● PASSAGE PROVIDED
[Start of section]
Some of her other top tips include: “Decanting tea before pouring it into cups ensures that each cup gets the same strength of an evenly mixed batch of tea. The temperature for brewing tea ranges from 70°C to 95°C, and boiling water should rarely be used [except for tisanes or herbal teas].

“When buying tea, check the harvest date, cultivator, etc. The more details, the better. Teas that are fresher are better, as are teas grown in higher altitudes. Finally, try to opt for organic whenever possible.”

Benefits of tea time

This ritual of what she calls “mindful drinking” may have bona fide psychological benefits, too. As nutritionist Victoria Tipper says: “There is an interesting theory on how tea affects our mental health because of the ritual of preparing and consuming it, rather than what is in the tea itself. Many will take a tea break or time out to have that cup, time to themselves or with others, but that is primarily associated with having a rest from whatever else we have going on in our lives.

“There is also research out there to support that tea has a positive impact on mood and cognitive performance,” Tipper adds. “Within a healthy population, drinking green tea has been shown to lower the risk of depression and the stress hormone cortisol, which is good for many in times of self-isolation.”

This is all in addition to the normal health benefits a good old cup can offer. Tipper explains that the high levels of flavonoids found in teas may reduce inflammation, a key step in chronic disease development such as type 2 diabetes and heart disease. They also protect the brain from oxidative stress, which helps ward off conditions such as Alzheimer’s and memory loss, while the drink’s high antioxidant content fights ageing, cell damage and the risk of cancer.

Drinking green tea has been shown to lower the risk of depression and the stress hormone cortisol

“Of course, to get the best out of your tea, it is wise to have it without added sugar or sweeteners. If you must add some sweetness, opt for natural, raw honey,” says Tipper.
[End of section]
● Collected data
[Start of section]
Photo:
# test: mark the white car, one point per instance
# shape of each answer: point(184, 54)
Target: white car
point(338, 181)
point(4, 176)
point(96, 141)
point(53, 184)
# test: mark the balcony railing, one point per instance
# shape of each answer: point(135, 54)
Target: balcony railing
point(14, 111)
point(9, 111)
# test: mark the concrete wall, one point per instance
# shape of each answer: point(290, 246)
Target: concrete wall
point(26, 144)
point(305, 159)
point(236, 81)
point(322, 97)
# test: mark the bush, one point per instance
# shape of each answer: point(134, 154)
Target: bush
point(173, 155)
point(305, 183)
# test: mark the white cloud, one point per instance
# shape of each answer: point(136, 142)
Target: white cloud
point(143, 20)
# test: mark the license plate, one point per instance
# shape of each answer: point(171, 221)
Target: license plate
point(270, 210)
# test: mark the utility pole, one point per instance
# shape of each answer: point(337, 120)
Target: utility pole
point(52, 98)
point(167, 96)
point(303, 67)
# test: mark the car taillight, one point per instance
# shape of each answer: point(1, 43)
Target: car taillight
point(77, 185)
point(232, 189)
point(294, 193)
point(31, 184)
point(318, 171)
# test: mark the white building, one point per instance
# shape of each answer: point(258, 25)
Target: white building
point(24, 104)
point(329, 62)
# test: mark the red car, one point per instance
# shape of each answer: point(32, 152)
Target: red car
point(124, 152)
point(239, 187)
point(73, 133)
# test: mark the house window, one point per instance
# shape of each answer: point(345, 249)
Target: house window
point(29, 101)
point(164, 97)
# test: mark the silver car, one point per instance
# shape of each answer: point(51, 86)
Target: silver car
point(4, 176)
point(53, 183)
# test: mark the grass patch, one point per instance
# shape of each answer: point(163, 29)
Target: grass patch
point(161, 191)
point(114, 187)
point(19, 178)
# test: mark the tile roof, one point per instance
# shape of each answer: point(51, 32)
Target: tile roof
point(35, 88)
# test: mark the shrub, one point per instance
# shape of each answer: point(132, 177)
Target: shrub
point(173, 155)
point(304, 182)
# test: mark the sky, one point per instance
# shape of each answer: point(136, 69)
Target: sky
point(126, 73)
[End of section]
[Start of section]
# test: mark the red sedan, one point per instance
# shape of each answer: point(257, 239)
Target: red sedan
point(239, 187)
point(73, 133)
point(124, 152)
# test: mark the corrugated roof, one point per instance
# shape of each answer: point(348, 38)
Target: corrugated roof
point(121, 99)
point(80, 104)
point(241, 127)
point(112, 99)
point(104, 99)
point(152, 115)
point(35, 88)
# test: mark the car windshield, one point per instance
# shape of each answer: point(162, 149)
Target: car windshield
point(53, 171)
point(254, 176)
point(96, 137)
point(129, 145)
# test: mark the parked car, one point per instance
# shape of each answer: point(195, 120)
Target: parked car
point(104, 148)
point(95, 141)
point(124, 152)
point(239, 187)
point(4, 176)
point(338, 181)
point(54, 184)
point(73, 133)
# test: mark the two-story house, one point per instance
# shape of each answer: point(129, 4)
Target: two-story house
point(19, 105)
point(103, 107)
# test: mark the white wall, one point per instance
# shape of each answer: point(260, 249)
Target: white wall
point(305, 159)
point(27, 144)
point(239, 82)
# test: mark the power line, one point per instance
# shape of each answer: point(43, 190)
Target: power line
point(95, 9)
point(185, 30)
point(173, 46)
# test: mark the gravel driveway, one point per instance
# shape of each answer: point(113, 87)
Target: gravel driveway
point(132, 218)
[End of section]
● QUESTIONS ON THE MATERIAL
(1) From the passage on tea, quote the words that begin at "Benefits of tea" and stop after "in our lives.".
(2) Continue the passage on tea from its final sentence.
The records are a separate set of material from the passage on tea.

● OUTPUTS BY TASK
(1)
Benefits of tea time

This ritual of what she calls “mindful drinking” may have bona fide psychological benefits, too. As nutritionist Victoria Tipper says: “There is an interesting theory on how tea affects our mental health because of the ritual of preparing and consuming it, rather than what is in the tea itself. Many will take a tea break or time out to have that cup, time to themselves or with others, but that is primarily associated with having a rest from whatever else we have going on in our lives.

(2)
With more time on hand, people are seemingly coming around to the idea of an idyllic tea ritual. Tariq’s Instagram is inundated with posts from the local community on all things tea. “Ironically, I think this [situation] has brought people together – they are more sensitive to how others are feeling and more supportive.”

Three teas to try 

Spend your evening with a luxurious cup of matcha tea and chocolates. Courtesy Haiya Tariq / @passmethedimsum

Chai (black tea)

Most traditional chai mixtures have ingredients such as black tea leaves, cardamom, cinnamon, fennel, black pepper, cloves and star anise. Take one teaspoon of tea leaves, place in a steeper or strainer, fill with water and steep for four to six minutes (depending on how strong you like your tea). Drink as is or add honey and / or milk. Black tea can prevent mouth infections and cavities, improve metabolism and boost energy levels, thanks to its caffeine content. The spices have great anti-inflammatory properties that aid gut health and digestion. Cardamom, for instance, is high in vitamin C, and helps reduce muscle pain.

Chamomile tea (herbal tea)

Take one teaspoon of tea leaves, place in a steeper or strainer, fill with water and steep for four to six minutes (again depending on how strong you like your tea). Once steeped, either drink as is or add honey. This tea is very comforting and great for easing tension, anxiety and stress, as well as for reducing bloating, nausea, fatigue, insomnia, menstrual cramps, and inflammation. Camomile can also be put to cosmetic use; the herbal tea helps get rid of eye bags and dark circles. Simply press a cold camomile-filled tea bag against your eyes for a few minutes, and you will be bright, wide-eyed and ready to face the day.

Matcha latte (green tea)

Take one teaspoon of matcha powder, whisk with a quarter cup of hot water. Once blended, top with any nut milk of your choice – almond, hazelnut or coconut – and add honey if preferred. This latte is packed with antioxidants, it boosts metabolism, is super-detoxifying, enhances mood and gives you “zenergy”. Matcha tea also works wonders as a spot corrector; mix matcha powder with a tiny bit of water and apply on problem areas – the antibacterial properties help to reduce redness and remove impurities.